▸ STUDY TEXT:
S. Hussain Zaidi and Jane Borges are crime journalists. Zaidi is a veteran, the resident editor of the Deccan Chronicle/ Asian Age, Mumbai. He has also written 'Black Friday' which has been made into a movie by Anurag Kashyap. Jane Borges, 24, is an award winning senior sub-editor with the Asian Age who started her journalistic career when she was eleven - writing columns for the Times of Oman.
This is the second book of its sort that I am reading - a book of profiles and insights into some interesting characters, lives that took paths that are interesting for their motives, their expectations, sacrifices and compromises (The first was the book on India's Small town Cricketers by Guruprasad). 'Mafia Queens' is the kind of a book that is easy to read, intriguing and horrifying at what goes on, one curtain away, in our world.
The queens Zaidi (and Borges) mention range from Jenabai Daaruwali, of Dongri who dealt in illicit liquor bootlegging and made crores (Mumbai, then Bombay was under Prohibition then, and probably is under Prohibition even now in some weird manner called permit rooms if I remember right). She was driven to crime by circumstance and is described as a wily old lady who was powerful enough to broker the truce between warring Muslim underworld dons - Haji Mastan as the patriarch of the meeting and chief beneficiary and the warring Ibrahim brothers and their opponents the Pathans from Karim Lala's side. Then there is the story of Gangubai of Kamathipura, the protector of prostitutes of Kamathipura, the one who lets off those that really don't belong there, who comes to Bombay with Bollywood dreams and is sold off to a brothel, her allegiance with her rakhi brother Karim Lala and her rise as a madam or gharwali in Kamathipura. The book says that Ministers and journalists would meet her at her home in Kamathipura, that she actually met Prime Minister Nehru in connection with some issues social and political.

▸ STUDY MATERIAL:
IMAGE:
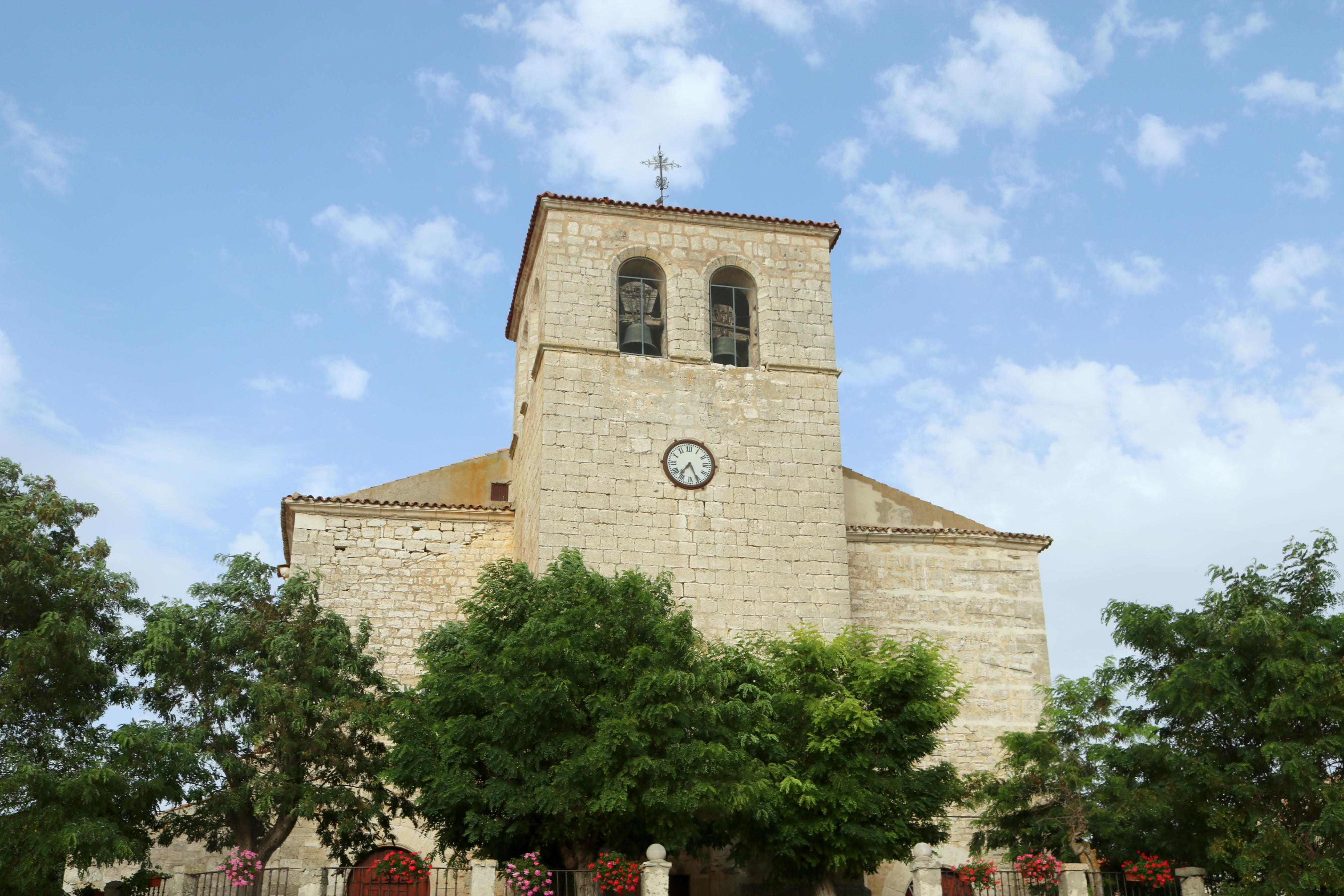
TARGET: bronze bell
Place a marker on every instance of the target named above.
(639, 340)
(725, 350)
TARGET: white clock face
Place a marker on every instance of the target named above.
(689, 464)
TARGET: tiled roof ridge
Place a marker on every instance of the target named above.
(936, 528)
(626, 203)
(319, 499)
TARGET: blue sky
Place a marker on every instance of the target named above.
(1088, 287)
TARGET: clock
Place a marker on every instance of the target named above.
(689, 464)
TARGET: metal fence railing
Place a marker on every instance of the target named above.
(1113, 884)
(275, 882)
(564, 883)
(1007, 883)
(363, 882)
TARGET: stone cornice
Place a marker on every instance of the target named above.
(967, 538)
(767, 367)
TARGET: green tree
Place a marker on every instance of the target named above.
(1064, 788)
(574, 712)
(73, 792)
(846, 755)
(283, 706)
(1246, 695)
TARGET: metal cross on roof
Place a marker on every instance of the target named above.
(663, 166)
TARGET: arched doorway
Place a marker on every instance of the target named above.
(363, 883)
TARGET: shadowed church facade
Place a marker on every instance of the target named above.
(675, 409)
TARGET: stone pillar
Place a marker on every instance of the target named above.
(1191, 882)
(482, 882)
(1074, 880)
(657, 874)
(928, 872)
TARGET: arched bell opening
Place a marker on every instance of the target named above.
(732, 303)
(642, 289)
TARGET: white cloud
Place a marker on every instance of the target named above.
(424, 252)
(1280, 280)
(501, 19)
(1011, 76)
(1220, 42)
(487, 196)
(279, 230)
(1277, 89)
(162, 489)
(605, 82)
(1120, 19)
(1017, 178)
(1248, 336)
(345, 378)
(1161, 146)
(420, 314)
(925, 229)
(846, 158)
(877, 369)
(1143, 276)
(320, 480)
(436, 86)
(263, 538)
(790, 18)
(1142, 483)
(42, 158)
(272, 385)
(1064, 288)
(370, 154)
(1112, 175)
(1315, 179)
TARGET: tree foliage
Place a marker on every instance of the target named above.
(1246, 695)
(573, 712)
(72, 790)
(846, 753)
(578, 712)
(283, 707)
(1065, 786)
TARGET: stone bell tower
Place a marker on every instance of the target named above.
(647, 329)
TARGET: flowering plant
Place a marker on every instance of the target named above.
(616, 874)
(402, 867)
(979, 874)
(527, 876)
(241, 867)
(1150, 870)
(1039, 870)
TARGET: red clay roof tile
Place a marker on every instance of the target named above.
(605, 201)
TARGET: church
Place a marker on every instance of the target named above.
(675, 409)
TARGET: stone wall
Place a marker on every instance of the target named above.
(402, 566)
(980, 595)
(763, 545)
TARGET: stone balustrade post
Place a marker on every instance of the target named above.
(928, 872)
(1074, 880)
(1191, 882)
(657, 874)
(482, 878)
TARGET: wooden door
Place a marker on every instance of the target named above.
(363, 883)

▸ TASKS FOR THIS EXERCISE:
1) In the review of the book 'Mafia Queens', what did Jenabai Daaruwali of Dongri deal in?
2) Continue the review of 'Mafia Queens' from where it stops.

▸ ANSWERS TO THE EXERCISE:
1) Illicit liquor bootlegging.

2)
Then the tale of Sapna didi told mostly through Hussain Ustara's point of view and how she single handedly tried to avenge her husband's death by killing Dawood Ibrahim and ended up in a messy and gory death. Actually Sapna didi is originally Ashraf, an educated, beautiful muslim girl in love with her husband. Then we move on to the stories of the narcotics dealers of Sion-Koliwada, the Papamani's and the Jyoti Adiramlingam's who have dealt in crores of rupees from selling drugs and who built proper organisations to protect their money. Monica Bedi figures in the infamous list as a mobster's moll though I don't see how she fits in as a mafia queen - she was just a girlfriend of a mobster. But she is high profile and good looking so she gets an entry which is not very fair to her from whatever is written about her. All she did was fall in love with someone who she did not know was a gangster. There is no mention of her killing, kidnapping or threatening people and all she has against her is the passport forgery case which she would have signed at the behest of her underworld lover.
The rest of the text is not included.